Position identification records
## Begin
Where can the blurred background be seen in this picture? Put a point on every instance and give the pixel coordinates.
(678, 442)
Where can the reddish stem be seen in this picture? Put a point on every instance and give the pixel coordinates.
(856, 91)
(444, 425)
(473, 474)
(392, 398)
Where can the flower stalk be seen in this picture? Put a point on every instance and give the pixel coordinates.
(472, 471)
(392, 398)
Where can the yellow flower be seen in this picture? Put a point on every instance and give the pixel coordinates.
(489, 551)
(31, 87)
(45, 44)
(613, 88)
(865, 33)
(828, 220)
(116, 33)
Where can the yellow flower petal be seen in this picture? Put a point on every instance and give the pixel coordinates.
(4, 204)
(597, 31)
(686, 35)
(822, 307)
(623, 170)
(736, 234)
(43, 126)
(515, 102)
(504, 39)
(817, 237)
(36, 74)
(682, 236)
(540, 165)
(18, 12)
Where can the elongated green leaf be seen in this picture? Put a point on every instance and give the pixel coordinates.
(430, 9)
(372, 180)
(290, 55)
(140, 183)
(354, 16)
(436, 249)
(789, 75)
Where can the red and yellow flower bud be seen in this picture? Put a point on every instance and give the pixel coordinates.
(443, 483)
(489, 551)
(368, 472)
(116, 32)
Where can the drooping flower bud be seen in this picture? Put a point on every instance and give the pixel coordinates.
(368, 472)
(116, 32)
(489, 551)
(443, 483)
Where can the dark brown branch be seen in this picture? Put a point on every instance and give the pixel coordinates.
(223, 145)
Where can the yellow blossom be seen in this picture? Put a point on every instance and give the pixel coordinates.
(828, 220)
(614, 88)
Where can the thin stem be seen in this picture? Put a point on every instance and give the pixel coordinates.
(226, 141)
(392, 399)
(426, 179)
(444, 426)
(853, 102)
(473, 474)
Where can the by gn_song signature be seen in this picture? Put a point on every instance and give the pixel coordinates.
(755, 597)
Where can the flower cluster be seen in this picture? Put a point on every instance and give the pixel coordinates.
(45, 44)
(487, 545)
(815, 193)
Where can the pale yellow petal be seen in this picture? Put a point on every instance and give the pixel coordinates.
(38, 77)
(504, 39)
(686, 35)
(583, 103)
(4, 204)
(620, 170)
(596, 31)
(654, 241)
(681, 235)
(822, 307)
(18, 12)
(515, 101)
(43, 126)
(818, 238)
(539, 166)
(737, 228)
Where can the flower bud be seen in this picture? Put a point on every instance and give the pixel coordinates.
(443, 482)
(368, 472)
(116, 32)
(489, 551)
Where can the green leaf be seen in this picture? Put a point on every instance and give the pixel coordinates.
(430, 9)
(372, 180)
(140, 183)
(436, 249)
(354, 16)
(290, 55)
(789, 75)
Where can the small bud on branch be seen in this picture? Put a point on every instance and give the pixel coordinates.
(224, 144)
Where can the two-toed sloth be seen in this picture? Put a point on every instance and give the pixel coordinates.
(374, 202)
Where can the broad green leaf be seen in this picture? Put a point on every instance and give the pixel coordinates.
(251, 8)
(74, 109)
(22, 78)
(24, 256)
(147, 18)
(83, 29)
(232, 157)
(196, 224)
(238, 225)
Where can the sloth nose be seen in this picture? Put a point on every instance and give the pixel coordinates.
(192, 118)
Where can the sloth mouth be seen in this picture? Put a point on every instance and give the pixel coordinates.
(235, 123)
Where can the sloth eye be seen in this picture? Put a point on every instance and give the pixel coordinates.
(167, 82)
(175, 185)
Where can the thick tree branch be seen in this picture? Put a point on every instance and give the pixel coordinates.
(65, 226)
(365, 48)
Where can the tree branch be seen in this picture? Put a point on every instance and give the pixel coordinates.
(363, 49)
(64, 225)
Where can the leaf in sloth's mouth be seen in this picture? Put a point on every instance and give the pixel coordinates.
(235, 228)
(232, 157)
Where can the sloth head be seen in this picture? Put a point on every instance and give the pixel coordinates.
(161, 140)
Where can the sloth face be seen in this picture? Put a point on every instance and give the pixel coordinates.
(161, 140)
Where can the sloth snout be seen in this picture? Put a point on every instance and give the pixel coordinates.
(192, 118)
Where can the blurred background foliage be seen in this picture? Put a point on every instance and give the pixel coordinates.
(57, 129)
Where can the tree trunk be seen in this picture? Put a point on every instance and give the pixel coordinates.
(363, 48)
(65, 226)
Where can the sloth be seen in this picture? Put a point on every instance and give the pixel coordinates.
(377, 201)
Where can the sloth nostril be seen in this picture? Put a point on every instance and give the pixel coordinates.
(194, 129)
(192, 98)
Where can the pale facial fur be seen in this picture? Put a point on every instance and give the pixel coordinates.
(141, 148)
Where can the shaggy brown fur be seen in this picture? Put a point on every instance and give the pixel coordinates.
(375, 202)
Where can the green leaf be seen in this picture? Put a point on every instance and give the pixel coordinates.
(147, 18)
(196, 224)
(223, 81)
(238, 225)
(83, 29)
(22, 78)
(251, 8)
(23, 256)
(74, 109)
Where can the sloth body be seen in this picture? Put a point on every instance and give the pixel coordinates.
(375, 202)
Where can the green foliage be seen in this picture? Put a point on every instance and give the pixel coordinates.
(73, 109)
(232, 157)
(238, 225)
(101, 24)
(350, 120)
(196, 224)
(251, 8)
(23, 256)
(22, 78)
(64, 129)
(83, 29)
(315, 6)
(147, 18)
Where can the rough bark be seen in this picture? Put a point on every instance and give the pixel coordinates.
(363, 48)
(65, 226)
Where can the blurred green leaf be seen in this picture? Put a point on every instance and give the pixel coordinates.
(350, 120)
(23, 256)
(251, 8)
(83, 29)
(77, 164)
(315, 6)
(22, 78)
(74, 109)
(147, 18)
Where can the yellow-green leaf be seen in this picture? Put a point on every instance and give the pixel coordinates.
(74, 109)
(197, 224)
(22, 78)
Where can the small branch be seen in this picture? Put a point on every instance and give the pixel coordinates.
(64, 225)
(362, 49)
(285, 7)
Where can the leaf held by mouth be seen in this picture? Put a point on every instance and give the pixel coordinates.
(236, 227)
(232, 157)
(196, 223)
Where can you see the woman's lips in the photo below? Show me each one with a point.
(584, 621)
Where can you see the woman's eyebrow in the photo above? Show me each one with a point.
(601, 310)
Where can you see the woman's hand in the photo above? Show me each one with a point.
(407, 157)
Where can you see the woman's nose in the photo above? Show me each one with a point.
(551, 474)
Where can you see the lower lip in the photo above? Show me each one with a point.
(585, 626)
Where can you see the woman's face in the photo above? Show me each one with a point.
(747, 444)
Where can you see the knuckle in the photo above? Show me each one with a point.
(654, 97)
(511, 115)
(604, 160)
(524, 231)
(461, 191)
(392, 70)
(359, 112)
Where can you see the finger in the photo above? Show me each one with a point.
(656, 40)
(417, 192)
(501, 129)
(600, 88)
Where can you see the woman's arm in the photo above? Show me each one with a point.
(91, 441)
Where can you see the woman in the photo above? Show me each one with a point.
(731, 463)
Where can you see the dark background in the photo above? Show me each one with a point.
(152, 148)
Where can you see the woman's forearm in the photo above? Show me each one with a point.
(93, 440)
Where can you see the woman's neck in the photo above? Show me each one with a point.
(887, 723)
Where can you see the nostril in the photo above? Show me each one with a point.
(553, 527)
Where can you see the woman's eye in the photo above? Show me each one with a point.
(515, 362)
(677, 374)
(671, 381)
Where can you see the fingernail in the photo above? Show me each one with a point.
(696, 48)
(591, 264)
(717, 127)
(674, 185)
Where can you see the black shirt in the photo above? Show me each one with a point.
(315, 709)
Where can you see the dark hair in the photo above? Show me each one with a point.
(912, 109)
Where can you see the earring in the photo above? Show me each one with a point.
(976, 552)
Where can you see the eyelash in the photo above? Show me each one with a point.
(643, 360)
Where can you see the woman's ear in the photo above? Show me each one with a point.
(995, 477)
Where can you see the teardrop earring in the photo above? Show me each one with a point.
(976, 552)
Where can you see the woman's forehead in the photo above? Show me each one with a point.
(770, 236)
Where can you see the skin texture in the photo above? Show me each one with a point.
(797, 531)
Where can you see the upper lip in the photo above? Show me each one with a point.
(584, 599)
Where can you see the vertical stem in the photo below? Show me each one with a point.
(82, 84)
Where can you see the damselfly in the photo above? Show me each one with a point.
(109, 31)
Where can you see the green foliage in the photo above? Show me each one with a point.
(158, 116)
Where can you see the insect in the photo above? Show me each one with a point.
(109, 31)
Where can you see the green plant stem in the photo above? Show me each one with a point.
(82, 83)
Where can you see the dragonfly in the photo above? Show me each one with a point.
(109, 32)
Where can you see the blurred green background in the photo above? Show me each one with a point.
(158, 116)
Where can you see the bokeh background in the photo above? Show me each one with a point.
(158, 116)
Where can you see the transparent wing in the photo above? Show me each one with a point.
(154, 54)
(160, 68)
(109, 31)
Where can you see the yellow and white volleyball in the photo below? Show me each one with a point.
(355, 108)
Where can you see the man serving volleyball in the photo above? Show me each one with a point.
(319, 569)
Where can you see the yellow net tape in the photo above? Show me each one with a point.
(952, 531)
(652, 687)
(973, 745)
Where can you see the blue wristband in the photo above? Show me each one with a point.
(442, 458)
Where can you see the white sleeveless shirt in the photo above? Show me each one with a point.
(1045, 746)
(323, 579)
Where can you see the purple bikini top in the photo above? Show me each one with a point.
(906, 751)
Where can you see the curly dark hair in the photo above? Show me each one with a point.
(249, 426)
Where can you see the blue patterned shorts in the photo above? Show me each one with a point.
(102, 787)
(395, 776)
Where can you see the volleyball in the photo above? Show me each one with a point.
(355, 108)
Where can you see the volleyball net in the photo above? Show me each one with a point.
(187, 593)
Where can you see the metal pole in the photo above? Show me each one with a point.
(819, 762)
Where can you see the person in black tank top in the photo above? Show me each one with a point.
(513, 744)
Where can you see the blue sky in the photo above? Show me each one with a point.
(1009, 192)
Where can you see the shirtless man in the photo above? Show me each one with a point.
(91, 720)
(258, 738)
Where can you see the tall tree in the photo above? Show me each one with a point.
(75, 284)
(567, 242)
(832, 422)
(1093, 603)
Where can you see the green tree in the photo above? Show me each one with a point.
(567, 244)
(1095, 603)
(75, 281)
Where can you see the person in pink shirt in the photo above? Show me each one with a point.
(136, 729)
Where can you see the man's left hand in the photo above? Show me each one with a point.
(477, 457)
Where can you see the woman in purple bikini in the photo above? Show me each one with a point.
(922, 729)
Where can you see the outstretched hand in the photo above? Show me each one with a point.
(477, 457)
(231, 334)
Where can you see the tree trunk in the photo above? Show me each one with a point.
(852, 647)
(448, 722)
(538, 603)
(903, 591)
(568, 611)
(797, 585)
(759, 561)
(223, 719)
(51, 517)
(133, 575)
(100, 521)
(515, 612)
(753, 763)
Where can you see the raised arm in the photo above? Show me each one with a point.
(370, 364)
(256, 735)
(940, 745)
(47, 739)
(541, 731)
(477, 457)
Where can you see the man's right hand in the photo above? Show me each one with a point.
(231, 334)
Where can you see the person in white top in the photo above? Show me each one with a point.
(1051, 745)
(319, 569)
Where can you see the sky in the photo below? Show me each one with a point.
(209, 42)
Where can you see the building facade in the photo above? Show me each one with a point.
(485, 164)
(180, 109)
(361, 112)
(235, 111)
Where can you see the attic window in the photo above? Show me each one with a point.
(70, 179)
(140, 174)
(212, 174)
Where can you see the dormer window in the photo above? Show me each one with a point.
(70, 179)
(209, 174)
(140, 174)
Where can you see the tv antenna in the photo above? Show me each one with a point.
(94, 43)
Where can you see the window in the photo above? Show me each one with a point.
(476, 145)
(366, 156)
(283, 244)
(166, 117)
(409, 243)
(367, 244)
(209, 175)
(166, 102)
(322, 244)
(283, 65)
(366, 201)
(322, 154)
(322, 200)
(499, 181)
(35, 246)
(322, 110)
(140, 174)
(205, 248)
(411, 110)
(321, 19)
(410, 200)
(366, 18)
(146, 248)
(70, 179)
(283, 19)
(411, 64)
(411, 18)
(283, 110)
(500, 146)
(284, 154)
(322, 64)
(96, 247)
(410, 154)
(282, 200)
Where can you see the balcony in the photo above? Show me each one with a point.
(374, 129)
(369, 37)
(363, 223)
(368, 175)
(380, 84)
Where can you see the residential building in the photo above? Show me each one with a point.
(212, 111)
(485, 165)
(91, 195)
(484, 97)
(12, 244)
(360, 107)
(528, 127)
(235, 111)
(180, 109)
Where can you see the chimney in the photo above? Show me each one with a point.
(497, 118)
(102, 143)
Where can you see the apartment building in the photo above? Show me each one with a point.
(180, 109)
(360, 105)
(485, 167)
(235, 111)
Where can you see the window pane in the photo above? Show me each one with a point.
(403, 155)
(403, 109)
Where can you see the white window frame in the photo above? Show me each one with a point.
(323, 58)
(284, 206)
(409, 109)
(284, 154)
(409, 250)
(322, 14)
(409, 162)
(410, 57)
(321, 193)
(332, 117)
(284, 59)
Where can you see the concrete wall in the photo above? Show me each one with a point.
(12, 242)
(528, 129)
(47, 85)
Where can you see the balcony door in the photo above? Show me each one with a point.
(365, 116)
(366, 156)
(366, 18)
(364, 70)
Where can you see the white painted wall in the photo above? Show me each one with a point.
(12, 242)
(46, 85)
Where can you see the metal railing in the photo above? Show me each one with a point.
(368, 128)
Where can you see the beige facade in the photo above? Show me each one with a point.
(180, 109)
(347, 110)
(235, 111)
## End
- [Exercise]
Rewrite the stretch of records from the line containing "Where can you see the white painted" through the end of the records, putting "Mark" wherever "Show me" appears and leaving everything else unchanged.

- [Exercise response]
Where can you see the white painted wall in the photo above? Mark each one with a point.
(12, 242)
(46, 85)
Where can you see the metal railing in the photo above? Mark each one with a point.
(368, 128)
Where can you see the beige facade in the photo above? Mark each one with a point.
(180, 109)
(347, 110)
(235, 111)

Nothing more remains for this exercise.